Prompt
Copy every one of the records below line for line, keeping each character, tag and number unchanged.

Given records

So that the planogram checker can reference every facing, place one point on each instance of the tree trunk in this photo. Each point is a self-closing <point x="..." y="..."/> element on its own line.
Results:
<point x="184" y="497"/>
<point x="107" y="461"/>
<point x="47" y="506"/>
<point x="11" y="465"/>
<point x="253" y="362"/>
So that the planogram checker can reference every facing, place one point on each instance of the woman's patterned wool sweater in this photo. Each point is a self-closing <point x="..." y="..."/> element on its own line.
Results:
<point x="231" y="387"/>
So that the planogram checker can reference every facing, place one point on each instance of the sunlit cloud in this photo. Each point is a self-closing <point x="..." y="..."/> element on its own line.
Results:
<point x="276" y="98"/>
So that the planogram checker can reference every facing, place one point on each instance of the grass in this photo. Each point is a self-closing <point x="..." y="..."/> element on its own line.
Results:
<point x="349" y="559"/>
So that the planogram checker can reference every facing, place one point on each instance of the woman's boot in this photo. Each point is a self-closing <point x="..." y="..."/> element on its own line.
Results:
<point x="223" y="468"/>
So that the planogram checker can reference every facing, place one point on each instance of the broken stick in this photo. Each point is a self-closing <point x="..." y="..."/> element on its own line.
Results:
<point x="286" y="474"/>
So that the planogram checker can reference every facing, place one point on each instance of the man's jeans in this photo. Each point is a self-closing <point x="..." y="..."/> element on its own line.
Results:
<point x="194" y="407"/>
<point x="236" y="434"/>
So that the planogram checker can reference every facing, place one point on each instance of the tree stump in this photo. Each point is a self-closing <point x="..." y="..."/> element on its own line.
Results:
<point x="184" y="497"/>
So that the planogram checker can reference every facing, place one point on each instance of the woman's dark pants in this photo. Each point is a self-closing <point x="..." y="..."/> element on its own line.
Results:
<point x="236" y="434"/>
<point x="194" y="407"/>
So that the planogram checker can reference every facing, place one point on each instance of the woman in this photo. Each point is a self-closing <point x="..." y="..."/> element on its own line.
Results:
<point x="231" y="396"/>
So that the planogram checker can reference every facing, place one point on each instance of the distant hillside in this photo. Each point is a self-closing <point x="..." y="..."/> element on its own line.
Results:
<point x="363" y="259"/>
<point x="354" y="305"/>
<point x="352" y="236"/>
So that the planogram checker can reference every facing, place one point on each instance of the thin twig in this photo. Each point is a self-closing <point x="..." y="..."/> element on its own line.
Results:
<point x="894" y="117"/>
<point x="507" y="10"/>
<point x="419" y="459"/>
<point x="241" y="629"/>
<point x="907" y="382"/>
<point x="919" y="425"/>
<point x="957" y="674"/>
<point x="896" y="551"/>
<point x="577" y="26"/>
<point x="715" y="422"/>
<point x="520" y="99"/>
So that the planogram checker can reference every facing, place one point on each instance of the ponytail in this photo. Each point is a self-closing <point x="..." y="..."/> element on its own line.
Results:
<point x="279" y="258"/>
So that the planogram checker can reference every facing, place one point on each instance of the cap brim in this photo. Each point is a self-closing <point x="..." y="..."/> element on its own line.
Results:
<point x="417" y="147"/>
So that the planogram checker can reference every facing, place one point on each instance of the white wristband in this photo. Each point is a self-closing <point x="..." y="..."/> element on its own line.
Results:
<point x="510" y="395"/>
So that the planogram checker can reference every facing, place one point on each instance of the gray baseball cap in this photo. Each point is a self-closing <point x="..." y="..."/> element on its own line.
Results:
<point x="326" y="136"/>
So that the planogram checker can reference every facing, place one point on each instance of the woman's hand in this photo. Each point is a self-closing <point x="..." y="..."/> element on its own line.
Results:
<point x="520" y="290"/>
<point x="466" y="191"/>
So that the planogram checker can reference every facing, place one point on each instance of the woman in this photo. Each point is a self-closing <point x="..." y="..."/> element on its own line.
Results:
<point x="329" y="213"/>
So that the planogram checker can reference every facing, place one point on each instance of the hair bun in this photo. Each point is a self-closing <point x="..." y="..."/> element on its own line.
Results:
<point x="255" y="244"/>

Response below
So that the planogram checker can reference every facing, place one point on each instance of the tree trunk in this photo. Each point is a self-closing <point x="..." y="..."/> element on its own line.
Results:
<point x="184" y="497"/>
<point x="107" y="461"/>
<point x="47" y="506"/>
<point x="11" y="465"/>
<point x="253" y="362"/>
So that the planogram checker can reference every facing, place one point on each instance of the woman's patterned wool sweater in this photo. Each point is a self-closing <point x="..." y="..."/> element on its own line.
Results:
<point x="231" y="387"/>
So that the planogram checker can reference every facing, place one point on each instance of the sunlit cloud in this photo. Each point is a self-closing <point x="..." y="..."/> element on its own line.
Results:
<point x="276" y="98"/>
So that the planogram checker can reference every facing, place one point on each instance of the grass in this photo. Each point is a self-closing <point x="..." y="..."/> element on its own line.
Results:
<point x="349" y="559"/>
So that the planogram checker can reference every facing, place one point on each instance of the woman's boot in this photo. Each point is a self-closing <point x="..." y="..."/> element on its own line.
Results:
<point x="223" y="468"/>
So that the planogram checker can reference every facing, place one point on each instance of the broken stick in this photo. Each point is a self-closing <point x="..." y="..."/> element on its own line.
Results:
<point x="286" y="474"/>
So that the planogram checker can reference every facing, place one point on each instance of the man's jeans in this photo. Each point is a self-closing <point x="..." y="..."/> element on its own line.
Results:
<point x="194" y="407"/>
<point x="236" y="434"/>
So that the planogram checker can reference every facing, place one point on each instance of the tree stump in this photo. Each point is a self-closing <point x="..." y="..."/> element on its own line.
Results:
<point x="184" y="497"/>
So that the planogram checker can reference every facing, place one point on each instance of the woman's dark pants in this photo. Each point is a self-closing <point x="..." y="..."/> element on its own line.
Results:
<point x="236" y="434"/>
<point x="194" y="407"/>
So that the planogram checker can reference every facing, place one point on each instance of the woman in this photo. Each point is a self-closing <point x="..." y="..."/> element on its own line.
Results:
<point x="231" y="396"/>
So that the planogram checker can reference every facing, place one point on each instance of the distant hillside in this photo. Each point is a self-closing <point x="..." y="..."/> element on its own line.
Results:
<point x="363" y="259"/>
<point x="354" y="305"/>
<point x="352" y="236"/>
So that the planogram checker can reference every facing, place one point on each instance of the thin twig in this photo. Each point is a self-closing <point x="..." y="..."/> element on its own line.
Results:
<point x="894" y="117"/>
<point x="507" y="10"/>
<point x="419" y="459"/>
<point x="241" y="629"/>
<point x="907" y="382"/>
<point x="919" y="425"/>
<point x="957" y="674"/>
<point x="896" y="551"/>
<point x="577" y="26"/>
<point x="715" y="422"/>
<point x="520" y="99"/>
So that the planogram checker can reference every facing, place one point on each instance of the ponytail in this photo. Each point is a self-closing <point x="..." y="..."/> element on its own line.
Results:
<point x="279" y="258"/>
So that the planogram checker can reference every facing, place one point on each instance of the cap brim in this photo. Each point is a self-closing <point x="..." y="..."/> element on its own line.
Results:
<point x="417" y="147"/>
So that the planogram checker can reference every facing, place one point on each instance of the white wristband in this photo. Each point is a self-closing <point x="..." y="..."/> element on its own line.
Results:
<point x="510" y="395"/>
So that the planogram checker can reference every facing, place one point on each instance of the gray baseball cap in this photo. Each point is a self-closing <point x="..." y="..."/> element on its own line.
Results:
<point x="326" y="136"/>
So that the planogram checker can reference every facing, place one point on each instance of the woman's hand in this photo. Each point is a self-closing <point x="..." y="..."/> element on its own line.
Results:
<point x="520" y="290"/>
<point x="466" y="191"/>
So that the planogram checker can reference every facing, place one point on each instance of the woman in this photo. Each point is a self-closing <point x="..." y="..."/> element on its own line.
Results:
<point x="329" y="213"/>
So that the planogram checker can reference every facing, place one point on each instance of the hair bun in this photo. Each point is a self-closing <point x="..." y="..."/> element on its own line.
Results:
<point x="255" y="244"/>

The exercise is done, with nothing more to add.